#### SELECTED EXTRACT:
====

Seared Salmon with Roasted Sweet Potatoes and Asparagus

This is an example of a meal that Solin would create to include in your personalized meal plan.

Seared Salmon with Roasted Sweet Potatoes and Asparagus

YOUR SOLIN GENERATED RECIPE

Seared Salmon with Roasted Sweet Potatoes and Asparagus

Pan-seared salmon served with roasted sweet potatoes and asparagus, finished with a squeeze of lemon and a sprinkle of flaky sea salt.

NUTRITION

506kcal
Protein
45g
Fat
21.8g
Carbs
33g

SERVINGS

1 serving

INGREDIENTS

7 ounces Wild Atlantic Salmon Fillet

120 grams Sweet Potato, cubed

150 grams Asparagus spears

2 teaspoons Avocado Oil

1 tablespoon Lemon Juice

1 teaspoon Garlic Powder

PREPARATION

  • 1

    Preheat your oven to 400°F and line a baking sheet with parchment paper.

  • 2

    Toss the cubed sweet potatoes with one teaspoon of avocado oil and a pinch of salt, then roast for 15 minutes.

====

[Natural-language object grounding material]

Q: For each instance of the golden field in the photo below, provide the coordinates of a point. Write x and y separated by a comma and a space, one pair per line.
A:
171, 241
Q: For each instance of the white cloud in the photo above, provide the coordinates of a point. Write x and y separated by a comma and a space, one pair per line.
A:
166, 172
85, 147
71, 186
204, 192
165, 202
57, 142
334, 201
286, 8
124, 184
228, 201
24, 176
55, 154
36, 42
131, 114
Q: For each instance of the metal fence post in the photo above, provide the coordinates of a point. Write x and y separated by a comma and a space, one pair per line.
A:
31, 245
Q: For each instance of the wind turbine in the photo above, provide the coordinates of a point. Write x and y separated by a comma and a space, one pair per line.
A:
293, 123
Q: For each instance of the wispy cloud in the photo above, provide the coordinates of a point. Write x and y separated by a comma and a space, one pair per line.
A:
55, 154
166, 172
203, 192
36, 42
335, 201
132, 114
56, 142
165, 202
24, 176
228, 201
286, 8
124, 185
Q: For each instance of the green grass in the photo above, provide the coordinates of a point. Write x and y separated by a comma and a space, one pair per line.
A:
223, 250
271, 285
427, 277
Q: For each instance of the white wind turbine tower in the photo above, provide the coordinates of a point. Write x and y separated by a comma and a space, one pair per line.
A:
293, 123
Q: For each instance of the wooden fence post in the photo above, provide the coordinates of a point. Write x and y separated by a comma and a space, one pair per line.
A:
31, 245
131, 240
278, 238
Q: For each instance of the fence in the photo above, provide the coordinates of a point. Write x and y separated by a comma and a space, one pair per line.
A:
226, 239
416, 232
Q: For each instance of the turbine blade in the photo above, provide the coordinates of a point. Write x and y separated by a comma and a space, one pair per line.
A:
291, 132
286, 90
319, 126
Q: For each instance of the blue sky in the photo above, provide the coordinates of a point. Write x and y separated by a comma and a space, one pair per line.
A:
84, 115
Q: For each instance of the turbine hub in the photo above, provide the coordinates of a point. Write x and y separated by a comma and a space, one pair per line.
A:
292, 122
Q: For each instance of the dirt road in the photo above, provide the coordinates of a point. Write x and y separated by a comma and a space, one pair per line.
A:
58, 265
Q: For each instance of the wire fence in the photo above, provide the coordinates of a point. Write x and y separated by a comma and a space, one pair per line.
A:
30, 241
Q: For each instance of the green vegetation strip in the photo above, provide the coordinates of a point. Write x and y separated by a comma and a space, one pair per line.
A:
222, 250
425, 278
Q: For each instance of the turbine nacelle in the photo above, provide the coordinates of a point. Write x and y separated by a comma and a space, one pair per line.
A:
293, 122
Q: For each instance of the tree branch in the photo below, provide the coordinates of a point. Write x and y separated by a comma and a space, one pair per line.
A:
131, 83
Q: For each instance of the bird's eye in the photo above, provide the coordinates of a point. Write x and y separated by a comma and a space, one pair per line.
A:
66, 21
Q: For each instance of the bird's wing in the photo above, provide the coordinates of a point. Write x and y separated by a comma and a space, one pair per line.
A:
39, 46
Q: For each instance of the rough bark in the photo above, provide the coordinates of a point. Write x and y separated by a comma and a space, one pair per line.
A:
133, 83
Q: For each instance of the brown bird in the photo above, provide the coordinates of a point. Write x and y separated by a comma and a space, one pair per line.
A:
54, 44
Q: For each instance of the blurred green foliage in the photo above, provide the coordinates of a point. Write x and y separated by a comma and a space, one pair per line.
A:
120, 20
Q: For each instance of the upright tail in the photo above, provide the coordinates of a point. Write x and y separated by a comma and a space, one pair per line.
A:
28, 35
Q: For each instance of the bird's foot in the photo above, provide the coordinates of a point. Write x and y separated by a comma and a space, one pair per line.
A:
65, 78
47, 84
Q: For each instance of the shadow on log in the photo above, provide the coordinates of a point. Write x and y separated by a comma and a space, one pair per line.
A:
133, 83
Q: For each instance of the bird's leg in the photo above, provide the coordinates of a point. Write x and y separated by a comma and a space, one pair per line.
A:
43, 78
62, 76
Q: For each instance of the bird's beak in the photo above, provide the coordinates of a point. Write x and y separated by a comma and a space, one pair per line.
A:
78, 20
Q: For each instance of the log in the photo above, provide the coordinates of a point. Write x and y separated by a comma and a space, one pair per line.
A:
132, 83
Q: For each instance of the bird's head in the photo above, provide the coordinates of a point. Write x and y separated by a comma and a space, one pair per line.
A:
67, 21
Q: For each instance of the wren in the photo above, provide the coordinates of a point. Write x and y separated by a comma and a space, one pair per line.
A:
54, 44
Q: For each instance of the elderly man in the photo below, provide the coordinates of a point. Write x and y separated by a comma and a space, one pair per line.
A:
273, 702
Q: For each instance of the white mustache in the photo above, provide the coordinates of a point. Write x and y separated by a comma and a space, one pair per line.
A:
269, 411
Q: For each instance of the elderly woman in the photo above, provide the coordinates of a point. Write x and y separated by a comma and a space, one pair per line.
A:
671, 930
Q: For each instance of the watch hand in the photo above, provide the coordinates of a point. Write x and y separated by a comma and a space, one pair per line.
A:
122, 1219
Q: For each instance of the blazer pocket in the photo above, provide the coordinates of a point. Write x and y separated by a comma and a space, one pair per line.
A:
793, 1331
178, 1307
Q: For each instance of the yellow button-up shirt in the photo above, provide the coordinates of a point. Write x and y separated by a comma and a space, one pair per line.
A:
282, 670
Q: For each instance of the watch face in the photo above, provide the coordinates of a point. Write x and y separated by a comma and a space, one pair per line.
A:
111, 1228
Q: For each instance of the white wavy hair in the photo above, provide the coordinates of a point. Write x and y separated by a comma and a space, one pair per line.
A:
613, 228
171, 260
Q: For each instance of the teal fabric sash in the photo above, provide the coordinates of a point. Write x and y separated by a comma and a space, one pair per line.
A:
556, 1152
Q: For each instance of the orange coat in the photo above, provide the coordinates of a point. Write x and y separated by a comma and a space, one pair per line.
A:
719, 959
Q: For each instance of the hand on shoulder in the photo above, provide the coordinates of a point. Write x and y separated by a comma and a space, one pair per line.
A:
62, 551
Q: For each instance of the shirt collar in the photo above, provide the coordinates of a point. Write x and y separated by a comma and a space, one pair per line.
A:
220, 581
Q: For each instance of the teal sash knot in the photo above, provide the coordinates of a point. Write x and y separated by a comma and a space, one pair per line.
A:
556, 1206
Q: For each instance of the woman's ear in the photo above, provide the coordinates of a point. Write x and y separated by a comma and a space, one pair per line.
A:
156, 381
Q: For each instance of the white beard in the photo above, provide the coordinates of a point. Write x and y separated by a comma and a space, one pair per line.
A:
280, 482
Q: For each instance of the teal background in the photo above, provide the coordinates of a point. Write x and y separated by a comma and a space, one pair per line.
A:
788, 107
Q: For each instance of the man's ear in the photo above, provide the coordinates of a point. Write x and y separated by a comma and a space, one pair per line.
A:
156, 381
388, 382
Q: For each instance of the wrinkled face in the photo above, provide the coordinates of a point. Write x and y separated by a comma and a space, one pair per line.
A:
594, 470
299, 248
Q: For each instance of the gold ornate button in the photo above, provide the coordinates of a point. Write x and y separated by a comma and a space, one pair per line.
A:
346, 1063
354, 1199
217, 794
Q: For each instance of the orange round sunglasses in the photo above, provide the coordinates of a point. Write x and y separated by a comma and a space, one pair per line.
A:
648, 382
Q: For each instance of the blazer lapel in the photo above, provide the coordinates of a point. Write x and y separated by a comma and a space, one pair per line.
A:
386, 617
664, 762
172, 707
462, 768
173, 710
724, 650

====

#### EXERCISE SET:
1. Answer from the salmon recipe:
(a) How many grams of protein does it list?
(b) How much asparagus does it call for?
(c) To what temperature is the oven preheated?
2. Continue the salmon recipe, starting with the preparation step that follows the last one given.

#### OUTPUTS BY TASK:
1.
(a) 45g
(b) 150 grams of asparagus spears
(c) 400°F

2.
  • 3

    Add the asparagus to the same tray, toss with a bit of salt and pepper, and roast for another 10 minutes until tender.

  • 4

    Pat the salmon fillet dry with a paper towel and season both sides with garlic powder, salt, and black pepper.

  • 5

    Heat the remaining teaspoon of avocado oil in a non-stick skillet over medium-high heat.

  • 6

    Place the salmon in the pan and sear for 4-5 minutes until a golden crust forms, then flip and cook for 3 more minutes.

  • 7

    Plate the salmon alongside the roasted vegetables and finish with a bright squeeze of fresh lemon and flaky sea salt.